**Excerpt provided**

Look, folks, I’ve never claimed to be particularly “baseball savvy,” so I apologize for failing to follow Saturday’s disjointed jargon about Ryne Duren. (Just as a side note, faithful reader/Twitter follower Windier E. Megatons pointed out that Ryne Duren is a classic guy for the Let’s Remember Some Guys genre of sport talk, which you’d think Gil Thorp would engage in more often.) Apparently the point was not that “You should get better glasses, like Ryne Duren did” but rather that “Now that your opponents know your vision is poor, you should ham it up and make it seem like you have very little control, like Ryne Duren did, so that they’re terrified you’re going to ‘accidentally’ murder them with a fastball to the face, something that a coach at the high school level would definitely just let happen.” Remember, kids, using a series of elaborate coded signals to compensate for your disability is the pusillanimous tactic of an effeminate coward and violates the rules of baseball. But pretending to be a true psycho/major legal liability for your school district? That’s all the game, fellas.

**Task objective**
In the Ryne Duren commentary, who noted that Ryne Duren is a classic guy for the Let's Remember Some Guys genre of sport talk? The lines that follow are separate material and have no connection to the Ryne Duren commentary.

**Information shown**
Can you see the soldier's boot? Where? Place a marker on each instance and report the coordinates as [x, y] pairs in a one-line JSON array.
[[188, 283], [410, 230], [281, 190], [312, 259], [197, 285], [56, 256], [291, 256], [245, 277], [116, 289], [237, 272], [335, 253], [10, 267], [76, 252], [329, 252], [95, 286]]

**The output**
Windier E. Megatons, a faithful reader and Twitter follower.